Restate the data below word for word, leaving nothing out.
---- Entries provided
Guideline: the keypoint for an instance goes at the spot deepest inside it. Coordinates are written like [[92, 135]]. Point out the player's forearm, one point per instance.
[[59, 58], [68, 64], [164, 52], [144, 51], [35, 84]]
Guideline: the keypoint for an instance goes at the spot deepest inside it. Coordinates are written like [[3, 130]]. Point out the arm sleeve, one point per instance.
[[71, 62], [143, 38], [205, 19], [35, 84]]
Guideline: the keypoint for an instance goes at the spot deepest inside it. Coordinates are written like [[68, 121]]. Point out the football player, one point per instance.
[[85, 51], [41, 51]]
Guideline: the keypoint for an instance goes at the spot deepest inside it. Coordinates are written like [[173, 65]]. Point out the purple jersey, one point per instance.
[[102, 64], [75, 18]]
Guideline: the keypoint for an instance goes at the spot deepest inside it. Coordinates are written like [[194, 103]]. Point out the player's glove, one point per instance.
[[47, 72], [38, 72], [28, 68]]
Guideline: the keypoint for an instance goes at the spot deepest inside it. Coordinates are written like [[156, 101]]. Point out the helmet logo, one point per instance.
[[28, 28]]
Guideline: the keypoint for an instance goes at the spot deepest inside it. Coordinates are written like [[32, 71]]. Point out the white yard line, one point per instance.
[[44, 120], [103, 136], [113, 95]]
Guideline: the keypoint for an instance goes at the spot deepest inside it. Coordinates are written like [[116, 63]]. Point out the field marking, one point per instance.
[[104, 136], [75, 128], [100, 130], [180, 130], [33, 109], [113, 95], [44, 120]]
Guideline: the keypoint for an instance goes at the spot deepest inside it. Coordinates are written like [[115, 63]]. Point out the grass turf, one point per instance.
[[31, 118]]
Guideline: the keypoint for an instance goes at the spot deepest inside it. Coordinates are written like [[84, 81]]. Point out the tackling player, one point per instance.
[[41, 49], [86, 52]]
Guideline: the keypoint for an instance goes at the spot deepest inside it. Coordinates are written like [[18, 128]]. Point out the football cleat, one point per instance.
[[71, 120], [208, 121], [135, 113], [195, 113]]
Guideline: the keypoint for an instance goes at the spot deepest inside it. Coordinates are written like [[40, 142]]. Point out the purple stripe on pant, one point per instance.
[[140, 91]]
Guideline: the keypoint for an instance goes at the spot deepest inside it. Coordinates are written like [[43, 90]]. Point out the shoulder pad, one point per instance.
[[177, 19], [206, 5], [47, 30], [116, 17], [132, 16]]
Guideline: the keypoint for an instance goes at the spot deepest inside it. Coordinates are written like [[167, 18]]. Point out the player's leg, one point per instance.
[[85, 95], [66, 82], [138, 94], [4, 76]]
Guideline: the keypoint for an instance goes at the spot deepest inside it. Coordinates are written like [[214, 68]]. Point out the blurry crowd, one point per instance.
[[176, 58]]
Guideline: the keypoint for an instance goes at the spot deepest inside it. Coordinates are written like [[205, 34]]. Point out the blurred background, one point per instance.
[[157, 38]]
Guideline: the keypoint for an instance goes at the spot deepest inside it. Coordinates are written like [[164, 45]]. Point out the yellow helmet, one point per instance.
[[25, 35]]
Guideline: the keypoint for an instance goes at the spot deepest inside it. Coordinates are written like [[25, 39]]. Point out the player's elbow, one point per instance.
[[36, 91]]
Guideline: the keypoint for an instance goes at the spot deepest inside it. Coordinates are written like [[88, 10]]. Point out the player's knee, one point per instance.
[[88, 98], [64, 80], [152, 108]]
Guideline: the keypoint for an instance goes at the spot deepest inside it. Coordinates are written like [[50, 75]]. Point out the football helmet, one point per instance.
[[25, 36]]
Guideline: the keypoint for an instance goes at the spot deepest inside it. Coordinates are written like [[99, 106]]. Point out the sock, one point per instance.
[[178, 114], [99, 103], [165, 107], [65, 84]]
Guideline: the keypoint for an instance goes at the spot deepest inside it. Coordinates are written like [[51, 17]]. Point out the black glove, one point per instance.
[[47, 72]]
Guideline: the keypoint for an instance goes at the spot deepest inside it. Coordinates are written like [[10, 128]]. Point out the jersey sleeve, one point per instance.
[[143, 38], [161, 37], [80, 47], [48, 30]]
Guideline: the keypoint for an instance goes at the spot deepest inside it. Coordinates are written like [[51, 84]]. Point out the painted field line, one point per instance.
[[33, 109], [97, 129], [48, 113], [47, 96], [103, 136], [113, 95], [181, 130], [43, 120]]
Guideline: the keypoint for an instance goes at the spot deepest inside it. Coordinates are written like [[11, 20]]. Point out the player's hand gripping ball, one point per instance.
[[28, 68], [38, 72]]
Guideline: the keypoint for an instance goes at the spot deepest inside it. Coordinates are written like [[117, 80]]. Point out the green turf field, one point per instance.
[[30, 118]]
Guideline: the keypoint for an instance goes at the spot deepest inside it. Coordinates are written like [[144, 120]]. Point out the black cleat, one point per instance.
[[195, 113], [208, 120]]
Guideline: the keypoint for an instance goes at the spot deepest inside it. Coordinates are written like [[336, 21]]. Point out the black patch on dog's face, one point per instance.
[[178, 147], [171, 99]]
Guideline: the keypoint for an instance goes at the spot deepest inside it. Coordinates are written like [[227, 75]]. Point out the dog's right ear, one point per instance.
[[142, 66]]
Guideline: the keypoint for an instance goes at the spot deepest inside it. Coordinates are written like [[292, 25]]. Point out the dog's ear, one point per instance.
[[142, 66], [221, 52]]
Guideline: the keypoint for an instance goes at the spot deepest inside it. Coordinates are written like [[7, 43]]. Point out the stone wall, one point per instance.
--------
_Exercise solution_
Guideline: the keypoint for an instance goes at the spot deepest inside it. Coordinates are written like [[92, 135]]. Point out the player's forearm, one point per instance.
[[59, 58], [68, 64], [164, 52], [144, 51], [35, 84]]
Guideline: the keypoint for an instance goes at the spot deepest inside it. Coordinates are written like [[3, 130]]. Point out the arm sleeve, one point per instance.
[[71, 62], [143, 38], [205, 19], [35, 84]]
Guideline: the keypoint for an instance goes at the spot deepest inside it. Coordinates are written like [[68, 121]]. Point out the football player, one point per instance.
[[85, 51], [41, 51]]
Guideline: the keypoint for an instance goes at the spot deepest inside it. Coordinates are written like [[173, 65]]. Point out the purple jersey, one point per instance.
[[102, 64], [75, 18]]
Guideline: the keypoint for an instance goes at the spot deepest inside it. Coordinates are written like [[194, 103]]. Point out the player's glove, one point per instance.
[[47, 72], [38, 72], [28, 68]]
Guideline: the keypoint for an instance goes at the spot deepest inside it. Coordinates are written like [[156, 101]]. Point out the helmet logo, one point per instance.
[[28, 28]]
Guideline: the keypoint for an instance goes at the spot deepest inside it. Coordinates are written like [[32, 71]]. Point out the white yard line, one point per instance.
[[44, 120], [103, 136], [113, 95]]
Guideline: the keypoint for an instance goes at the spot deepest inside it. Coordinates are written like [[116, 63]]. Point out the field marking, one point per instance.
[[104, 136], [75, 128], [100, 130], [180, 130], [33, 109], [113, 95], [44, 120]]
Guideline: the keypoint for an instance goes at the spot deepest inside it. Coordinates are written like [[115, 63]]. Point out the grass turf, one point per instance.
[[31, 118]]
Guideline: the keypoint for an instance goes at the spot deepest inside it. Coordinates are written like [[84, 81]]. Point out the tackling player, one point per instance.
[[41, 49], [86, 52]]
Guideline: the keypoint for an instance goes at the spot deepest inside it. Coordinates are written like [[18, 128]]. Point out the football cleat, one point per instance.
[[71, 120], [208, 121], [135, 113], [195, 113]]
Guideline: the keypoint for an instance goes at the spot deepest inside it. Coordinates are written like [[40, 142]]. Point out the purple stripe on pant, one point per instance.
[[140, 91]]
Guideline: the keypoint for an instance goes at the spot deepest inside it. Coordinates are written like [[43, 90]]. Point out the shoulder pad, one point per instance.
[[177, 19], [206, 5], [47, 30], [116, 17], [132, 16]]
Guideline: the keypoint for an instance goes at the spot deepest inside it. Coordinates are written like [[167, 18]]. Point out the player's leg, one point per instance.
[[85, 95], [66, 82], [138, 94], [4, 76]]
Guideline: the keypoint for an instance goes at the spot deepest inside it. Coordinates are written like [[214, 68]]. Point out the blurry crowd, one point per instance.
[[176, 58]]
Guideline: the keypoint for an instance goes at the spot deepest inside it. Coordinates are written like [[205, 34]]. Point out the blurred background, one point per instance.
[[157, 38]]
Guideline: the keypoint for an instance goes at the spot deepest inside it. Coordinates are written like [[164, 45]]. Point out the yellow helmet, one point per instance.
[[25, 35]]
Guideline: the keypoint for an instance goes at the spot deepest inside it. Coordinates are written like [[25, 39]]. Point out the player's elbow, one point per instance.
[[36, 91]]
Guideline: the keypoint for an instance goes at the spot deepest inside it. Coordinates are written like [[88, 10]]. Point out the player's knee, one point per instance.
[[88, 98], [64, 80], [152, 108]]
Guideline: the keypoint for an instance goes at the spot deepest inside it. Coordinates are written like [[50, 75]]. Point out the football helmet, one point per instance.
[[25, 36]]
Guideline: the keypoint for an instance goes at the spot deepest inside it. Coordinates are written like [[99, 106]]. Point out the sock, one point per instance.
[[178, 114], [99, 103], [165, 107], [65, 84]]
Guideline: the keypoint for an instance goes at the spot deepest inside it. Coordinates are written like [[51, 17]]. Point out the black glove, one point per instance.
[[47, 72]]
Guideline: the keypoint for an instance goes at the spot deepest inside it. Coordinates are written like [[10, 128]]. Point out the jersey sleeve, one point per instance.
[[143, 38], [161, 37], [80, 47], [48, 30]]
Guideline: the keypoint for an instance goes at the spot deepest inside it. Coordinates are written like [[51, 84]]. Point out the painted field line, one point per instance.
[[33, 109], [97, 129], [48, 113], [47, 96], [103, 136], [113, 95], [181, 130], [43, 120]]
Guideline: the keypoint for an instance goes at the spot deepest inside it. Coordinates are written like [[11, 20]]. Point out the player's hand gripping ball, one point per instance.
[[28, 68], [38, 72]]
Guideline: the keypoint for an instance goes at the spot deepest inside it. Coordinates are written like [[117, 80]]. Point out the green turf field, one point per instance.
[[30, 118]]
Guideline: the keypoint for an instance goes at the spot deepest inside it. Coordinates are written like [[144, 120]]. Point out the black cleat, one point per instance.
[[195, 113], [208, 120]]
Guideline: the keypoint for an instance goes at the spot deepest inside it. Coordinates are written like [[336, 21]]. Point out the black patch on dog's face, one point per instance.
[[178, 147], [171, 99]]
Guideline: the keypoint for an instance goes at the spot deepest inside it. Coordinates are written like [[227, 75]]. Point out the dog's right ear, one point per instance.
[[142, 66]]
Guideline: the keypoint for an instance goes at the spot deepest inside it. Coordinates are written like [[292, 25]]. Point out the dog's ear, one point per instance.
[[142, 66], [221, 52]]
Guideline: the keypoint for an instance goes at the spot deepest inside it. Coordinates are written like [[7, 43]]. Point out the stone wall, one point per instance.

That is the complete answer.